> [Task directions] Repeat all the data word for word.

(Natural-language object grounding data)
=== Section Start ===
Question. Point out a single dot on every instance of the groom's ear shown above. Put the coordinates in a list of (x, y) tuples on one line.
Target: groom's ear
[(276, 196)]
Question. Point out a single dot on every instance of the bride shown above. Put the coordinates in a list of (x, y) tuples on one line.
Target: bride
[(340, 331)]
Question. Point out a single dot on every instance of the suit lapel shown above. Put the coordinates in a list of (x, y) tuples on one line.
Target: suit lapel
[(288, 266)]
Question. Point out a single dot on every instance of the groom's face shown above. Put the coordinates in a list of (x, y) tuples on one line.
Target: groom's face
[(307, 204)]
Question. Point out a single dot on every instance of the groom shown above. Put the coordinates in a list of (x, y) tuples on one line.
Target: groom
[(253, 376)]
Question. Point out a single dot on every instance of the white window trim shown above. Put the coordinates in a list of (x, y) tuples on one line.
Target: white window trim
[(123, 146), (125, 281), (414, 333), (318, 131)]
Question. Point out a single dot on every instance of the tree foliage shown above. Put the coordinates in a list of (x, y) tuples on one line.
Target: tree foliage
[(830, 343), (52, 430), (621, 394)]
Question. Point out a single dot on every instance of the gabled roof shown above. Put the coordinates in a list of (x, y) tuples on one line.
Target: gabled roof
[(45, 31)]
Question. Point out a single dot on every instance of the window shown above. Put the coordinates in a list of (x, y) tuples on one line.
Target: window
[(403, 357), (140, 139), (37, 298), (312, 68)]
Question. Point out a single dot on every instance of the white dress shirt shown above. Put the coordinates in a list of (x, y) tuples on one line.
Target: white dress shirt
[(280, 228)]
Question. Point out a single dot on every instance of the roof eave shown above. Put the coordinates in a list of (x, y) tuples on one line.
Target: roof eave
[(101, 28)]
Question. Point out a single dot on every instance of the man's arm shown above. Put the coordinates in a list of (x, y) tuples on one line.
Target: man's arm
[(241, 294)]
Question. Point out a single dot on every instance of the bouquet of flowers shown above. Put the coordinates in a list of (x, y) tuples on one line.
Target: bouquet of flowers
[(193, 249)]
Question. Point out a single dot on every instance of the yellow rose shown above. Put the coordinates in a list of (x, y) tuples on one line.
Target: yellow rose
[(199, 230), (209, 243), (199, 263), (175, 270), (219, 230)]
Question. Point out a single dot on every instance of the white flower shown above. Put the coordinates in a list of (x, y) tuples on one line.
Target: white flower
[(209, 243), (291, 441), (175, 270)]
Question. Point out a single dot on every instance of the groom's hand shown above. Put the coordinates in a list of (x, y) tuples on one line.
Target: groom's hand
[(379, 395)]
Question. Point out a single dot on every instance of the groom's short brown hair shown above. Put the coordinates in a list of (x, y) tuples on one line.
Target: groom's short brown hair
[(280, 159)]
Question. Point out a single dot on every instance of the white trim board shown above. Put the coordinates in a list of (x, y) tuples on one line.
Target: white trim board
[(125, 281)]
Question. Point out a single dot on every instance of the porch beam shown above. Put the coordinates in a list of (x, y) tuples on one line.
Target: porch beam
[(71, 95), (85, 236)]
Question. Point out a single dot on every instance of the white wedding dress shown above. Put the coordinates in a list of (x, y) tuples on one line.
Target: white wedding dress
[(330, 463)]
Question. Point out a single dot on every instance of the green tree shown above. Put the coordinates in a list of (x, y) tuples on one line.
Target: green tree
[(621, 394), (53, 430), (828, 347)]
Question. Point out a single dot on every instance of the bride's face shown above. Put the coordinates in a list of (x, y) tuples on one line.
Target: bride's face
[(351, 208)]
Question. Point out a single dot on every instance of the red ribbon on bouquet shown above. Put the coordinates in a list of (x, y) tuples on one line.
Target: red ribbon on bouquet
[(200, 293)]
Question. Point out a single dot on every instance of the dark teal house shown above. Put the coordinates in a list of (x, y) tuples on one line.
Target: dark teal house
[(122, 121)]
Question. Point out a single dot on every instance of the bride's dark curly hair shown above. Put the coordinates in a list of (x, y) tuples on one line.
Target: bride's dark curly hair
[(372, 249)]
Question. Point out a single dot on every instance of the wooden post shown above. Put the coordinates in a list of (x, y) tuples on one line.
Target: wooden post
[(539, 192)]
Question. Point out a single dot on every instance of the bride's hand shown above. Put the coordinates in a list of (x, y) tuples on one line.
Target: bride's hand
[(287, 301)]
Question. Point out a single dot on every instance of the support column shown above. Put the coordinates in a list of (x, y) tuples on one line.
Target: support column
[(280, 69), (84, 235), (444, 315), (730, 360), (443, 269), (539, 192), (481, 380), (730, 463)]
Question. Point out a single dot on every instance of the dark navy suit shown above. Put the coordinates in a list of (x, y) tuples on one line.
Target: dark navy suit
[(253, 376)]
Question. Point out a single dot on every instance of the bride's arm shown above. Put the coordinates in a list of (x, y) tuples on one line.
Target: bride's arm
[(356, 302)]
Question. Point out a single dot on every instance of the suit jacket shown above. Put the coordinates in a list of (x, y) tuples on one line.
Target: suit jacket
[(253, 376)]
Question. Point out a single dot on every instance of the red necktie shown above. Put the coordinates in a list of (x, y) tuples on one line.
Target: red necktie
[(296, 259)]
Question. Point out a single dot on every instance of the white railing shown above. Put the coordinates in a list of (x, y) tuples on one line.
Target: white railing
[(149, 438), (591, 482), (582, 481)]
=== Section End ===
> [Output of the exercise]
Question. Point out a single dot on every instance of the groom's ear shown above. Put the coordinates in a list of (x, y) tuples on one line.
Target: groom's ear
[(276, 196)]
Question. Point out a single dot on every instance of the bride shown above. Put the coordinates in a list of (x, y) tuples on one line.
Target: bride
[(340, 331)]
Question. Point out a single dot on every instance of the suit lapel shown above. Put the coordinates in a list of (x, y) tuples on one line.
Target: suit lapel
[(288, 266)]
Question. Point out a single dot on every instance of the groom's face shown above. Put the coordinates in a list of (x, y) tuples on one line.
Target: groom's face
[(307, 204)]
Question. Point out a single dot on every instance of the groom shown above. Put the coordinates in a list of (x, y) tuples on one line.
Target: groom
[(253, 376)]
Question. Point out a single dot on every instance of the white window trim shown above. Put the coordinates in a list of (x, y) tuples on one line.
Target: white window trim
[(123, 146), (125, 281), (414, 333), (318, 131)]
Question. Point out a single dot on every instance of the tree foliage shown above. Put the coordinates in a list of (x, y) tuples on one line.
Target: tree foliage
[(830, 343), (52, 430), (621, 394)]
Question. Point out a single dot on every instance of the gabled roof shown above. Put the coordinates in a list of (x, y) tuples on one line.
Target: gabled roof
[(45, 31)]
Question. Point out a single dot on every instance of the window shown above. Put the coordinates in a list of (x, y) tuples on one line.
Target: window
[(403, 357), (140, 139), (37, 298), (312, 68)]
Question. Point out a single dot on every instance of the white dress shirt shown above. Put the coordinates in a list of (x, y) tuples on one line.
Target: white dress shirt
[(280, 228)]
Question. Point out a single dot on every instance of the roof eave shown above. Put the coordinates in a list of (x, y) tuples on one line.
Target: roof eave
[(101, 28)]
Question. Point out a single dot on every instance of the man's arm shown above. Put the coordinates in a list of (x, y) tuples on one line.
Target: man's arm
[(241, 294)]
Question. Point out a single dot on every instance of the bouquet of flowers shown above. Put the coordinates in a list of (x, y) tuples on one line.
Target: bouquet of flowers
[(193, 249)]
Question. Point out a single dot on every instance of the yellow rose shown above. Put the coordinates in a list of (x, y) tuples on one line.
Target: yellow rose
[(199, 230), (209, 243), (199, 263), (175, 270), (219, 230)]
Question. Point out a single dot on every instance of the white flower shown above. Put the coordinates in a list of (x, y) tuples on one line.
Target: white flower
[(209, 243), (291, 441), (175, 270)]
Question. Point out a single dot on every instance of the groom's hand shown above. Put the coordinates in a list of (x, y) tuples on one line.
Target: groom's hand
[(379, 395)]
Question. Point out a single dot on every instance of the groom's short brown hair shown above. Put the coordinates in a list of (x, y) tuples on one line.
Target: groom's short brown hair
[(280, 159)]
Question. Point out a single dot on every instance of the white trim board shown above. Put the coordinates in a list of (x, y) tuples on one line.
Target: white trim board
[(125, 281)]
Question. Point out a single dot on every instance of the porch beam shown above. Put the coordinates in a list of (x, y) tuples on one line.
Target: porch beam
[(71, 95), (85, 236)]
Question. Point out a single dot on every instance of the white wedding dress shown above. Put the coordinates in a list of (x, y) tuples on one line.
Target: white wedding dress
[(330, 463)]
Question. Point out a single dot on every instance of the green tree shown above. Put the coordinates in a list of (x, y) tuples on one line.
Target: green tree
[(621, 394), (53, 430), (828, 347)]
Question. Point out a single dot on every instance of the bride's face shown above. Put the coordinates in a list of (x, y) tuples on one line.
Target: bride's face
[(351, 208)]
Question. Point out a single dot on every instance of the red ribbon on bouquet shown above. Put the coordinates in a list of (x, y) tuples on one line.
Target: red ribbon on bouquet
[(200, 293)]
Question. Point out a single dot on every instance of the dark teal house shown above. Put the coordinates in a list of (x, y) tuples on one line.
Target: dark teal house
[(122, 121)]
Question. Point out a single dot on every instance of the bride's dark curly hair shown above. Put the coordinates in a list of (x, y) tuples on one line.
Target: bride's dark curly hair
[(372, 249)]
Question. Point out a single dot on every instance of the wooden post shown above. Put the coordinates in a list of (x, y) tuples on one line.
Target: wooden post
[(539, 192)]
Question. Point out a single dot on every instance of the bride's hand shown above. Put the coordinates in a list of (x, y) tuples on one line.
Target: bride's hand
[(287, 301)]
Question. Point out a single dot on every instance of the support column shown above. Put the coordinates in a list of (x, y) tuples on one line.
Target: support column
[(280, 69), (84, 235), (444, 315), (730, 360), (443, 269), (539, 192), (481, 380), (730, 463)]
Question. Point out a single dot on every instance of the dark navy suit shown above. Put the coordinates in a list of (x, y) tuples on one line.
Target: dark navy suit
[(253, 376)]
Question. Point out a single dot on every instance of the bride's arm shown above. Put the coordinates in a list of (x, y) tuples on one line.
Target: bride's arm
[(356, 302)]
Question. Point out a single dot on every instance of the suit jacket shown above. Put the coordinates in a list of (x, y) tuples on one line.
Target: suit jacket
[(253, 376)]
Question. Point out a single dot on every instance of the red necktie shown above. Put the coordinates in a list of (x, y) tuples on one line.
Target: red necktie
[(296, 259)]
Question. Point out a single dot on every instance of the white railing shown above. Put the coordinates in a list of (x, y) tuples on one line.
Target: white railing
[(149, 438), (591, 482), (582, 481)]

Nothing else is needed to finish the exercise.